Short exercise 1: Transcribe the passage from the Everybody album article, starting with "Singles from Everybody" and going on through "album El Río.".
Short exercise 2: According to the information lines at the top of the Everybody album article, who are the album's producers? Name every one.

Studio album by Chris Janson
- Released: September 22, 2017
- Genre: Country
- Length: 37:27
- Label: Warner Bros. Nashville
- Producers: Brent Anderson; Chris DuBois; Scott Hendricks; Chris Janson; Craig Wiseman;

Chris Janson chronology
| Buy Me a Boat (2015) | Everybody (2017) | Real Friends (2019) |

Singles from Everybody
- "Fix a Drink" Released: May 22, 2017; "Drunk Girl" Released: December 11, 2017;

= Everybody (Chris Janson album) =

Everybody is the second studio album by American country music artist Chris Janson. It was released on September 22, 2017, via Warner Bros. Records. It includes the singles "Fix a Drink" and "Drunk Girl".
The track "Little Bit of Both" was previously recorded by Frankie Ballard on his 2016 album El Río.

==Critical reception==
Rating it 3.5 out of 5 stars, Stephen Thomas Erlewine of AllMusic wrote that "He delivers these (mostly) sweet songs with a grin and the hooks aren't pushed, they roll easy, and these two qualities turn Everybody into a sunny, appealing album."

==Commercial performance==
Everybody debuted at No. 7 on Billboards Top Country Albums, selling 8,000 copies in pure sales (11,000 units including streams and track sales). The album has sold 46,600 copies in the United States as of January 2019.

==Track listing==

Everybody track listing
| No. | Title | Writer(s) | Producer(s) | Length |
|---|---|---|---|---|
| 1. | "Who's Your Farmer" | Chris Janson; Buddy Owens; Mitch Oglesby; | Scott Hendricks | 2:50 |
| 2. | "Everybody" | Janson; Tom Douglas; Casey Beathard; | Janson | 2:52 |
| 3. | "Name on It" | Janson; Ashley Gorley; Chris DuBois; Ross Copperman; | Hendricks | 2:43 |
| 4. | "Eyes for Nobody" | Janson; Jeremy Stover; | Hendricks | 3:37 |
| 5. | "Fix a Drink" | Janson; DuBois; Gorley; | DuBois; Brent Anderson; | 3:09 |
| 6. | "Out There" | Janson; Corey Crowder; | Hendricks | 2:59 |
| 7. | "Little Bit of Both" | Janson; Craig Wiseman; Ben Hayslip; | Hendricks; Wiseman; | 3:14 |
| 8. | "Our World" | Janson; Rhett Akins; Hayslip; | Hendricks | 3:04 |
| 9. | "Bein' a Dad" | Beathard; Ed Hill; Janson; | Hendricks | 3:47 |
| 10. | "When You Like Me" | Janson; Beathard; Kelly Roland; | Hendricks | 2:57 |
| 11. | "Redneck Life" | Janson; Oglesby; | Janson; Hendricks; | 2:48 |
| 12. | "Drunk Girl" | Janson; Scooter Carusoe; Douglas; | Hendricks | 3:27 |
| Total length: |  |  |  | 37:27 |

==Personnel==
Adapted from Everybody liner notes.

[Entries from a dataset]

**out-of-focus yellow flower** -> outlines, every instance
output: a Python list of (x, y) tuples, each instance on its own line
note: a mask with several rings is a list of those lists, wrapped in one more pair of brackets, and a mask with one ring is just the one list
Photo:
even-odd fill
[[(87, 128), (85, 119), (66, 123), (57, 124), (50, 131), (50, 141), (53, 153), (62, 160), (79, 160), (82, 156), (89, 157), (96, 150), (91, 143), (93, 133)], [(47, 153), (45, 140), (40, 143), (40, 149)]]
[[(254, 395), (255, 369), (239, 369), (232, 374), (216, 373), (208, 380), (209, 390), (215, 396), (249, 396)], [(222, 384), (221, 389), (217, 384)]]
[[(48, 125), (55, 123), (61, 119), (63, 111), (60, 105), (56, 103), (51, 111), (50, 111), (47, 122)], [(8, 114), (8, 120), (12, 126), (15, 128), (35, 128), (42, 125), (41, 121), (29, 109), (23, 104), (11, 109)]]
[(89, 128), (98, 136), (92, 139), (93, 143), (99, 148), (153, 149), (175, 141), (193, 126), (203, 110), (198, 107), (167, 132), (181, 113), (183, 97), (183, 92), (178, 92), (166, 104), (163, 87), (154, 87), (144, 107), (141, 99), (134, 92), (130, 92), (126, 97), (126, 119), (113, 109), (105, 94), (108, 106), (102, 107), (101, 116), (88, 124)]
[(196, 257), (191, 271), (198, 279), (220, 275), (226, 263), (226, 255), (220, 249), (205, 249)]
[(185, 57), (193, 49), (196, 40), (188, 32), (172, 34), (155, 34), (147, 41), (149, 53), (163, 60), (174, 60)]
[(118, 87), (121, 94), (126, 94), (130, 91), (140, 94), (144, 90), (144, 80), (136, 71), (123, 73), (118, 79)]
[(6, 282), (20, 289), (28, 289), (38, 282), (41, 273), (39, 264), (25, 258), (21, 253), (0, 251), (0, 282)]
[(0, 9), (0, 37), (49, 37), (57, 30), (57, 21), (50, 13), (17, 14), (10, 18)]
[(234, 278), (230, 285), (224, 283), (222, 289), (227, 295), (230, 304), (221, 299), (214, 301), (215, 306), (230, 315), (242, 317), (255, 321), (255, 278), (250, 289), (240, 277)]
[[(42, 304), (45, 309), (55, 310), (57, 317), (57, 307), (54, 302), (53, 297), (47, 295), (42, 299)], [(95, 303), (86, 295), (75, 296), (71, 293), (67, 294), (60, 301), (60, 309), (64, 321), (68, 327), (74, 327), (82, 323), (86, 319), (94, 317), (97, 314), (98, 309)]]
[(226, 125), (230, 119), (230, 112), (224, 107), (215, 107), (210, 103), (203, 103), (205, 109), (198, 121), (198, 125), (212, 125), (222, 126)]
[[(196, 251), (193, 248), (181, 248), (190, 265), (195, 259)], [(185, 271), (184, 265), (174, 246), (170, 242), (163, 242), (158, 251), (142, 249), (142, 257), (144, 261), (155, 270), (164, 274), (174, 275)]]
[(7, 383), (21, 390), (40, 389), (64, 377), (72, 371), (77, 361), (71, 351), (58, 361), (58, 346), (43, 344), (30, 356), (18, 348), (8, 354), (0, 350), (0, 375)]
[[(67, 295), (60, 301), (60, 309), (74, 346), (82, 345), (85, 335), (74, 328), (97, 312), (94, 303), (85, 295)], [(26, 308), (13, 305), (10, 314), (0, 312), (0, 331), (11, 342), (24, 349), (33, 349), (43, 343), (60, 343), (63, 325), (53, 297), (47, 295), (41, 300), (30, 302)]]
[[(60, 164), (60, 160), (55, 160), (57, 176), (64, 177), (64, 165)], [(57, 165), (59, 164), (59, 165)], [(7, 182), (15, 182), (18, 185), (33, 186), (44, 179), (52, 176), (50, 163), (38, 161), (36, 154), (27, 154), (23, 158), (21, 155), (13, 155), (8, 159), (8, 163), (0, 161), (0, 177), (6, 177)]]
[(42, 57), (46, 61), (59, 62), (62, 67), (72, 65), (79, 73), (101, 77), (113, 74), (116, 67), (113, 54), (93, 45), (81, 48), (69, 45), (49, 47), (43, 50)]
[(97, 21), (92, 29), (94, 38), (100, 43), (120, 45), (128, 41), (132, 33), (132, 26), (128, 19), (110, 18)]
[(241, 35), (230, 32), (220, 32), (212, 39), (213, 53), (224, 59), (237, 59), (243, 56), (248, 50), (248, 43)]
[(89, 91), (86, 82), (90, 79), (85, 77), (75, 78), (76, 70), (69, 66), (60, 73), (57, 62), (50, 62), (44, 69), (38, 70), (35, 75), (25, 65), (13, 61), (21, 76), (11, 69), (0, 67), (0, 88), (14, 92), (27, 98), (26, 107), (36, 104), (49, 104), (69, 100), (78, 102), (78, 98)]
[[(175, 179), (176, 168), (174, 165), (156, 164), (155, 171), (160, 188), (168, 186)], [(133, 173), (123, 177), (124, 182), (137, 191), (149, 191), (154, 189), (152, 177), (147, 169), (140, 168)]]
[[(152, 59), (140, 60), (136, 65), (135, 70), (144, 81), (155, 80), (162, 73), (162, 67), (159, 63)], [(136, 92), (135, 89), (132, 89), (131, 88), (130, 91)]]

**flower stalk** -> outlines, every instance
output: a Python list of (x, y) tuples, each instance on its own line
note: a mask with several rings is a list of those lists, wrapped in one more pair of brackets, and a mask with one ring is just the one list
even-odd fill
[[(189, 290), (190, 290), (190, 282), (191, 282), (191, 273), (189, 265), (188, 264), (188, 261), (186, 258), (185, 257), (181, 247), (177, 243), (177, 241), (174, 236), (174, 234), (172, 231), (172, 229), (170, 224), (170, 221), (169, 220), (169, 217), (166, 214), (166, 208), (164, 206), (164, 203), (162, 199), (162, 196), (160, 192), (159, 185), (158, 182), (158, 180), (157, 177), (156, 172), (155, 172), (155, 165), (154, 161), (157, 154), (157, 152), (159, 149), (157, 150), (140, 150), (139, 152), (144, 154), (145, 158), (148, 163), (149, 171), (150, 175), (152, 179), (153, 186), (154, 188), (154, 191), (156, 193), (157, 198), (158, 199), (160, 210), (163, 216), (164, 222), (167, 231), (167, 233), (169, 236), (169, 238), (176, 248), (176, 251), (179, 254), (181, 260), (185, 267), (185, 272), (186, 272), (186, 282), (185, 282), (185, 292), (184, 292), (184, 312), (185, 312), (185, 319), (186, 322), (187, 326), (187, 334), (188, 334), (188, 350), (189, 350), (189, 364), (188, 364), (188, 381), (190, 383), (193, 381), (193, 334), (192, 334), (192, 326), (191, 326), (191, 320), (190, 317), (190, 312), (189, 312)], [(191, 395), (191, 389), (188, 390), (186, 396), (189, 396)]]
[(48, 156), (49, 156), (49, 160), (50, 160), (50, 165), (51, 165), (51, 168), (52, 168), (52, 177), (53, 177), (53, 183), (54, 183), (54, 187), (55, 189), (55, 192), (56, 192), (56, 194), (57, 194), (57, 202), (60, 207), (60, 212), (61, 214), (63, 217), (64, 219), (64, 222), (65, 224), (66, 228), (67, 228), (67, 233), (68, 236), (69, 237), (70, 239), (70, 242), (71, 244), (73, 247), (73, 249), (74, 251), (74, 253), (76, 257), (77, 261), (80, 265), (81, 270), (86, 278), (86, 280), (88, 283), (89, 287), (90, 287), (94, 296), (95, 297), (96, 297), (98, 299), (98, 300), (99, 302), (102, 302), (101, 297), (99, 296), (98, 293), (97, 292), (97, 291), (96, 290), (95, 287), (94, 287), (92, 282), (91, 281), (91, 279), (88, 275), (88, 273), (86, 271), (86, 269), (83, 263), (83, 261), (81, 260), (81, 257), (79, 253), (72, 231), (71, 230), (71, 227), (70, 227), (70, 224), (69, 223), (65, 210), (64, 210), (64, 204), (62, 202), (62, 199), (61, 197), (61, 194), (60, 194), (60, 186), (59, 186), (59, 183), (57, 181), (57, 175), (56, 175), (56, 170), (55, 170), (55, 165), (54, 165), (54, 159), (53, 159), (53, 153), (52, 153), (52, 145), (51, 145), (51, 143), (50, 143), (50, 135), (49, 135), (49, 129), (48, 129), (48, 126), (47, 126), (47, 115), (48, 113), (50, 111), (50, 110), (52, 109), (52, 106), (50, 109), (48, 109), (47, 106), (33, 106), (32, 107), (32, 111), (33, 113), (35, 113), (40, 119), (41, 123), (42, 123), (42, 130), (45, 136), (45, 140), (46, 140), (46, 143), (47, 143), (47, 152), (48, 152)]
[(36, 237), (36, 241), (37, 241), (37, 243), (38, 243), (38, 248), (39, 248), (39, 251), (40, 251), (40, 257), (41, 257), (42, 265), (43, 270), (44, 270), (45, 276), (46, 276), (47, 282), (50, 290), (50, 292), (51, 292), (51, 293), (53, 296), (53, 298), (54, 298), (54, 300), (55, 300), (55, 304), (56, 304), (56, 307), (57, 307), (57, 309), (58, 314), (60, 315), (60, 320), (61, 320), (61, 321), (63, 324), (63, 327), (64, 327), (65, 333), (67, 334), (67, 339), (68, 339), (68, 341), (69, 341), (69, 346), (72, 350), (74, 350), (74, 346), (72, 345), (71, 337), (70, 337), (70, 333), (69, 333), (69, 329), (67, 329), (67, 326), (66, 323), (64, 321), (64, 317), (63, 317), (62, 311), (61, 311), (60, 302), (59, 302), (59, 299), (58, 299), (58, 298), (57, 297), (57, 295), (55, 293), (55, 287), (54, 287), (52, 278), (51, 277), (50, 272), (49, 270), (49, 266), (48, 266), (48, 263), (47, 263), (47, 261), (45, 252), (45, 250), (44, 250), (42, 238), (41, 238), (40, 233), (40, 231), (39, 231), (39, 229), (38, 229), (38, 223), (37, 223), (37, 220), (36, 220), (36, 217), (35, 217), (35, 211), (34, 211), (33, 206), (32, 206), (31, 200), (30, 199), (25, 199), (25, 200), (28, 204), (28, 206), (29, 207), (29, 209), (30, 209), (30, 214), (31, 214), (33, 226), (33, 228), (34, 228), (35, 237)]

Response 1:
Singles from Everybody
- "Fix a Drink" Released: May 22, 2017; "Drunk Girl" Released: December 11, 2017;

= Everybody (Chris Janson album) =

Everybody is the second studio album by American country music artist Chris Janson. It was released on September 22, 2017, via Warner Bros. Records. It includes the singles "Fix a Drink" and "Drunk Girl".
The track "Little Bit of Both" was previously recorded by Frankie Ballard on his 2016 album El Río.

Response 2:
Brent Anderson
Chris DuBois
Scott Hendricks
Chris Janson
Craig Wiseman